### BRIEF
Continue the bug report on the Portal Wizard's email regular expression, picking up right after its final sentence. Leave the material that follows it aside.

### EXTRACT
Portal Wizard uses wrong regular expression for emails

Bug #1199386 reported by Marcel van der Boom (HS-Development BV)
44
This bug affects 8 people
Affects Status Importance Assigned to Milestone
Odoo Addons (MOVED TO GITHUB)
Fix Released
Medium
OpenERP R&D Addons Team 1

Bug Description

During testing with my email-address '<email address hidden>' I noticed a couple of things:

1. The partner contact with that email-address can't be given access to the portal by the portal wizard, it fails on creation of the user in addons/mail/res_user.py:68 :

        if not data.get('login', False):
            raise osv.except_osv(_('Invalid Action!'),...)))

2. The login field is empty, because the portal wizard uses the email field to create a login in addons/portal/wizard/portal_wizard.py:177 :

            'login': extract_email(wizard_user.email),

The extract_email function in portal_wizard.py uses 'email_re' to determine what the login field should look like.

### INFORMATION PROVIDED

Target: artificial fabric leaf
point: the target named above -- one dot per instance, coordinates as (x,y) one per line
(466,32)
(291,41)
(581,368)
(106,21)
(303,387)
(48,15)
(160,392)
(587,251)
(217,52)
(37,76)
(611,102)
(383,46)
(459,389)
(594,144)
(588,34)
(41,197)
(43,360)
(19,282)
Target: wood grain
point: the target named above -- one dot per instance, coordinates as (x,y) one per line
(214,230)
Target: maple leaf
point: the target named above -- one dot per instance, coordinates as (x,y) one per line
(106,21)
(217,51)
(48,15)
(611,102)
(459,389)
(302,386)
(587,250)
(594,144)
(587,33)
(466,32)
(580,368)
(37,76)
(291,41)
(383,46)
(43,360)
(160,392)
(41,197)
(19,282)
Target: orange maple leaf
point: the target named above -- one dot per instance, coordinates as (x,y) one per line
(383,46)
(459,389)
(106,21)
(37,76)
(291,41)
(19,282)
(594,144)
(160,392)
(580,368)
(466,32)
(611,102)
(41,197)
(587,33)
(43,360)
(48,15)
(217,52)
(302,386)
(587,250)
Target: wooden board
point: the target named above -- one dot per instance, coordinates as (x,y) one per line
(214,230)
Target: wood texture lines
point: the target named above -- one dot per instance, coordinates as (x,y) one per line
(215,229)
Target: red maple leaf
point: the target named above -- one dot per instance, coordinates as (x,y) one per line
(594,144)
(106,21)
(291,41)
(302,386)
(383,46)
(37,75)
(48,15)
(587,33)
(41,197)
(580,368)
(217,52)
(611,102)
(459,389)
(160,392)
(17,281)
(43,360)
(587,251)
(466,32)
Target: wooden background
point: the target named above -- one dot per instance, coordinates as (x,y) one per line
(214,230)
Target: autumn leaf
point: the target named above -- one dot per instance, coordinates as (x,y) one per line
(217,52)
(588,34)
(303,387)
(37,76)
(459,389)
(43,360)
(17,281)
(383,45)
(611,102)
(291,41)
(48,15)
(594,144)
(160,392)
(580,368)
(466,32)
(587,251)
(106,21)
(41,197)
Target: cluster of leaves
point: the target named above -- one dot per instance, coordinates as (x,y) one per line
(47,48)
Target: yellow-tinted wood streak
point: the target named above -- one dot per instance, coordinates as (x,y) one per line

### RESULT BELOW
'email_re' is defined as in multiple places, which is the first problem. It at least in tools/mail.py and tools/import_email.py. (The latter contains email information from the 'steel-sa.com ' (?!?) domain by the way.)

email_re = re.compile(r"""
    ([a-zA-Z][\w\.-]*[a-zA-Z0-9] # username part
    @ # mandatory @ sign
    [a-zA-Z0-9][\w\.-]* # domain must start with a letter ... Ged> why do we include a 0-9 then?
     \.
     [a-z]{2,3} # TLD
    )
    """, re.VERBOSE)

Problems I see:

1. The email_re is defined in multiple places; make it one;
2. It forces to have email-addresses with at least 2 characters for the user part, of which the first must contain a letter; addresses like <email address hidden> won't work then; is there a reason for this?
3. the TLD must contain 2 or 3 characters, which is unsuitable for domains like .name or .info

Revision history for this message
Marcel van der Boom (HS-Development BV) (mrb) wrote :

Patch for email regular expression to:
- allow for 1 letter username parts
- support modern TLD (.name and .info for example)

Revision history for this message
Denis Karataev (dskarataev) wrote :

Guys I don't know why you are silent but your email_re expression is really ugly. For example, there is no chance to validate email for domains .name, .avia, .travel, .info etc. You allow only 2-3 symbols, WHY???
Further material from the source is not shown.